--- What is expected ---
Check the records below line by line. Give the count of lines with "Target", and nothing else.
════════════════
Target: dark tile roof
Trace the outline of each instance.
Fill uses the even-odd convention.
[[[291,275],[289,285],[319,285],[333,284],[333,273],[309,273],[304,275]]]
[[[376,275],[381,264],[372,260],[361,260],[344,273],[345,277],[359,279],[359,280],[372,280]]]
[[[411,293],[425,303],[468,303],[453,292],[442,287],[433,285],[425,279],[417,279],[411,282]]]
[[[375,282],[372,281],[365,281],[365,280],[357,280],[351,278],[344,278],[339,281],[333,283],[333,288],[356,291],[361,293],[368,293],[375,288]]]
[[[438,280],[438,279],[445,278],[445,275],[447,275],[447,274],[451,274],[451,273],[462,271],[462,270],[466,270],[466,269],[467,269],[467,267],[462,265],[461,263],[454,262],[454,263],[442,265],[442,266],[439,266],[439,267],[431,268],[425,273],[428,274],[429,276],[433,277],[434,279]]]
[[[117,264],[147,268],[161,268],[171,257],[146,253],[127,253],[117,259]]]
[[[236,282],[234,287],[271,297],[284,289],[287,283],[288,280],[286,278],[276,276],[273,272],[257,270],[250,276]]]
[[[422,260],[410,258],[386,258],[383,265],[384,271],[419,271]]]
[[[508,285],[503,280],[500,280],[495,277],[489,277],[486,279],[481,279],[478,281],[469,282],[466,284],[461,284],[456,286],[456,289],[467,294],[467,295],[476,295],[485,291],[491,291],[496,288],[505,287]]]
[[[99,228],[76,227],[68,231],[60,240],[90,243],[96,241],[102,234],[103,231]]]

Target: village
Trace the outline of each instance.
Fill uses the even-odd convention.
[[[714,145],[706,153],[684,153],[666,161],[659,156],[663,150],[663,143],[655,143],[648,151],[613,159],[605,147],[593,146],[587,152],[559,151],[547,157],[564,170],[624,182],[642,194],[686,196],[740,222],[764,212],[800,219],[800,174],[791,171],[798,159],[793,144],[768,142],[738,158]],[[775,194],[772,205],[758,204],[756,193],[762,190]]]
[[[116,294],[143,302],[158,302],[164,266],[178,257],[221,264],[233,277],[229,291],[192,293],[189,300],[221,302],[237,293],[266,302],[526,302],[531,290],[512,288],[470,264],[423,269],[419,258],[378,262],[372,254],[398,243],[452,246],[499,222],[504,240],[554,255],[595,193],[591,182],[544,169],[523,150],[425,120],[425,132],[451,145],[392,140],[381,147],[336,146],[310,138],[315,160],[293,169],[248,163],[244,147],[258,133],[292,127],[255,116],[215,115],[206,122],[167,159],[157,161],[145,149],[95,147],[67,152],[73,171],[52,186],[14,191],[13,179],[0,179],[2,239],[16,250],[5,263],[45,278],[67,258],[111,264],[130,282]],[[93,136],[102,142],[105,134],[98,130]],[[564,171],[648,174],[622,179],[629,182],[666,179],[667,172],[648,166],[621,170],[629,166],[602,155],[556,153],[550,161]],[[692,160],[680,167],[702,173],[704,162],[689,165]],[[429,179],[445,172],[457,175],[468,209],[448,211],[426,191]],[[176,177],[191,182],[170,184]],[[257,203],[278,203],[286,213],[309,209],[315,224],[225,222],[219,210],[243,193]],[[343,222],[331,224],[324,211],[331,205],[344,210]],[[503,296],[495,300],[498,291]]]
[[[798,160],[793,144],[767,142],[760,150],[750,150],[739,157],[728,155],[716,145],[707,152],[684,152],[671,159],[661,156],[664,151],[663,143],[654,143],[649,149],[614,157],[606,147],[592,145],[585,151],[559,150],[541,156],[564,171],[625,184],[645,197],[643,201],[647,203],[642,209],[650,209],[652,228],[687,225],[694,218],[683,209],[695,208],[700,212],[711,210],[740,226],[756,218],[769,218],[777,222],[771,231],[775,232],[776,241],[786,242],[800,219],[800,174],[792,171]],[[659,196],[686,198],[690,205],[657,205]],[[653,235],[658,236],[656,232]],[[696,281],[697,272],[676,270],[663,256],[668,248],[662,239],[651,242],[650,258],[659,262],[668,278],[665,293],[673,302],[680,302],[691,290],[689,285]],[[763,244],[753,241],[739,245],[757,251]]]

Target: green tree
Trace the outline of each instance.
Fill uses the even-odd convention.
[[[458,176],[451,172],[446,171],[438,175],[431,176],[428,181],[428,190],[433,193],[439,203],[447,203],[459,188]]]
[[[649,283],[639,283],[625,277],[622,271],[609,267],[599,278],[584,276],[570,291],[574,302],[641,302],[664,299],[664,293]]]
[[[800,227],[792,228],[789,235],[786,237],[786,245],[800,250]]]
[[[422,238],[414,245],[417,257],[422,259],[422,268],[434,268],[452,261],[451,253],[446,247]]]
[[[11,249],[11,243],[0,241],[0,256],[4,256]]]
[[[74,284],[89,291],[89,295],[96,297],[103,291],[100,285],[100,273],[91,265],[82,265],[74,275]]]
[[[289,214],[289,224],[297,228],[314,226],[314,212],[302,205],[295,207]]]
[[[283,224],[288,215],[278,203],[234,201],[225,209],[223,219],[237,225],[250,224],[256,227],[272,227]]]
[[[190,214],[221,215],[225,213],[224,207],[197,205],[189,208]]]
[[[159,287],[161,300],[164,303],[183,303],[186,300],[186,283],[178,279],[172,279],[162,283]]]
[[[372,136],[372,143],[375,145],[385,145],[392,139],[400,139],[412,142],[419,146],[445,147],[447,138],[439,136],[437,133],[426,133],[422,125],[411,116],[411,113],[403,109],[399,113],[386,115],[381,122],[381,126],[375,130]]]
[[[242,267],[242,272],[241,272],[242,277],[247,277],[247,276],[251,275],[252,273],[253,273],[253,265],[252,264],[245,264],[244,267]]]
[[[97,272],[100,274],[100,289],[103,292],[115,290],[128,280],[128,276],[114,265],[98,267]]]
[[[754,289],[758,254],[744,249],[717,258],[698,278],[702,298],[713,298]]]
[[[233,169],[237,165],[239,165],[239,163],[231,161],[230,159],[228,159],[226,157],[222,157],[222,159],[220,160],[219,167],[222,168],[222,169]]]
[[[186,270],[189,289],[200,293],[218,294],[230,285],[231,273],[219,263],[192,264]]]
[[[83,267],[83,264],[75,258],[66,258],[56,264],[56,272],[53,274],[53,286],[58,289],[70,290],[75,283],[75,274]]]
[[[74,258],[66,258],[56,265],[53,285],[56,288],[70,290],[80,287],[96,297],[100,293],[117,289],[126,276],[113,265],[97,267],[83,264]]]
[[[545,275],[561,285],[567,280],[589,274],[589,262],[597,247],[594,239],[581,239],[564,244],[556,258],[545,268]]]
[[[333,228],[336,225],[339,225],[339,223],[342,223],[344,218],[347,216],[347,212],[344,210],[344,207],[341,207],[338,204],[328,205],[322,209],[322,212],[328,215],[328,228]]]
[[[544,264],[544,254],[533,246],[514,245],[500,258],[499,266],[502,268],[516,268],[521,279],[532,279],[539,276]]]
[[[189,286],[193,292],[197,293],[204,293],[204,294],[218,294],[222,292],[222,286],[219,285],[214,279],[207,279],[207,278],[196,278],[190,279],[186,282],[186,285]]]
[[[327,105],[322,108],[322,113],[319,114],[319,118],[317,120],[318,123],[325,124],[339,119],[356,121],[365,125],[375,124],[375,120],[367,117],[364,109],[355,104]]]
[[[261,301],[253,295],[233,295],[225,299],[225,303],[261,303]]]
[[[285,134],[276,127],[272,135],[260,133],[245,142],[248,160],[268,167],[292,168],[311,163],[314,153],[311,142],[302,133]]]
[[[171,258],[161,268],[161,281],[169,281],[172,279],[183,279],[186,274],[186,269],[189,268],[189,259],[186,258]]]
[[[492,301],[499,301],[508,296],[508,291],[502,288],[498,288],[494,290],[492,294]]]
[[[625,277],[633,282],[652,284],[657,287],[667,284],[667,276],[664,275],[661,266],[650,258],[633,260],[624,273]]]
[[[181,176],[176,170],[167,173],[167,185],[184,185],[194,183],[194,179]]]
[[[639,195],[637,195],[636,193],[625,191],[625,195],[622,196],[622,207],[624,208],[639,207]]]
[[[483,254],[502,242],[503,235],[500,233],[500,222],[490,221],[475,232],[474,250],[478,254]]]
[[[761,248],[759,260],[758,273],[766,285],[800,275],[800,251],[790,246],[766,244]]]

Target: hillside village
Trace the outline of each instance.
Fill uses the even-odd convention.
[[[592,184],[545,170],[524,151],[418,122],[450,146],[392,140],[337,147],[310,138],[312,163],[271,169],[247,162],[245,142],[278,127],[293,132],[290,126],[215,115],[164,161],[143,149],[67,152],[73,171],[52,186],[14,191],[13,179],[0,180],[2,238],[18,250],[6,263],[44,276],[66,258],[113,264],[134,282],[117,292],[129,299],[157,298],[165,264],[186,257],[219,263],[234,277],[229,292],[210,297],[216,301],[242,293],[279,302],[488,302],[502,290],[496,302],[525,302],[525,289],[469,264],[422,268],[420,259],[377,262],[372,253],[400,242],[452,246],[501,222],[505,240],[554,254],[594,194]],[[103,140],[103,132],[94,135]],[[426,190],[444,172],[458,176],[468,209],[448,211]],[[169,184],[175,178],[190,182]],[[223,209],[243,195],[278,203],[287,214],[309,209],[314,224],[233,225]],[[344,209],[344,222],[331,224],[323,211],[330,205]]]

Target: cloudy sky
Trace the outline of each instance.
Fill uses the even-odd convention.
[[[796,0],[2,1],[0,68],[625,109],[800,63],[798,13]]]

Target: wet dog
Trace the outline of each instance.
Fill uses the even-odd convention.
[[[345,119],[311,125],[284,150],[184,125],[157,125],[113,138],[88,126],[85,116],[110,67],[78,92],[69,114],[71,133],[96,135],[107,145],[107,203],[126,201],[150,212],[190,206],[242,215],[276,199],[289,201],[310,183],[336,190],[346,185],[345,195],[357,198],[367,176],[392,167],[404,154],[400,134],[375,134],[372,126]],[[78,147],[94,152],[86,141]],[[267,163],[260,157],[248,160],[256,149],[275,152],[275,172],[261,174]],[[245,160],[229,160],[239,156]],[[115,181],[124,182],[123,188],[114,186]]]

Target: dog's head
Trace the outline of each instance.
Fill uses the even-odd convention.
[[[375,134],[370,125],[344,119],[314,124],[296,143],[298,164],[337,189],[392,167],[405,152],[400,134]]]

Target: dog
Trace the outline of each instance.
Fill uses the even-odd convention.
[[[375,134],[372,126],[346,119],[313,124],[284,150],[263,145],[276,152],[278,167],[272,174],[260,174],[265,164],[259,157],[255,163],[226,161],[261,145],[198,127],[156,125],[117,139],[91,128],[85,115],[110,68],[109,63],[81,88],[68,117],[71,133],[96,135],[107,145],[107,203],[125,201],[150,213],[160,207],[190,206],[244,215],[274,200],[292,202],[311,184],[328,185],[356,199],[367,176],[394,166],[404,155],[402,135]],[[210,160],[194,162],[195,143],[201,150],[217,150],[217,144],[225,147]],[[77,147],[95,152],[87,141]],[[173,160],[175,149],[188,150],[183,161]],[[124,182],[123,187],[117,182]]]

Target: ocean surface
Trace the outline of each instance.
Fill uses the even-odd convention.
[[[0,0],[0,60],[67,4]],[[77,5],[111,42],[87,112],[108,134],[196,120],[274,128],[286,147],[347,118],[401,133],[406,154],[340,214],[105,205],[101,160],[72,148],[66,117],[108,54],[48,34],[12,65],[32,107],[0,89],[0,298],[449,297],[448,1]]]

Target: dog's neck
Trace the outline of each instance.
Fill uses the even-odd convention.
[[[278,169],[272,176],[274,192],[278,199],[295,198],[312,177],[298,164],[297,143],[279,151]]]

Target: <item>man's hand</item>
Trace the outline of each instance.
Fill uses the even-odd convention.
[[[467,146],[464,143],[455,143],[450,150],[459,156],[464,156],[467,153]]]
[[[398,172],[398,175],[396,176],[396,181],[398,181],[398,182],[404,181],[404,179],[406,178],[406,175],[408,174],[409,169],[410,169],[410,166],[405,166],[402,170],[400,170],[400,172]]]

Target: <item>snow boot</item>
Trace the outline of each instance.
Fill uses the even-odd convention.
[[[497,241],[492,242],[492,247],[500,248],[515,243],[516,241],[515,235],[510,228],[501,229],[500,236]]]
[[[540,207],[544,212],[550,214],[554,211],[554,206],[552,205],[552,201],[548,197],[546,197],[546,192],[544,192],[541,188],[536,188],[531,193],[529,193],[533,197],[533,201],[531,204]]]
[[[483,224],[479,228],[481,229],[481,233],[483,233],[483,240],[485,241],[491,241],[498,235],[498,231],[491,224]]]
════════════════
--- Result ---
12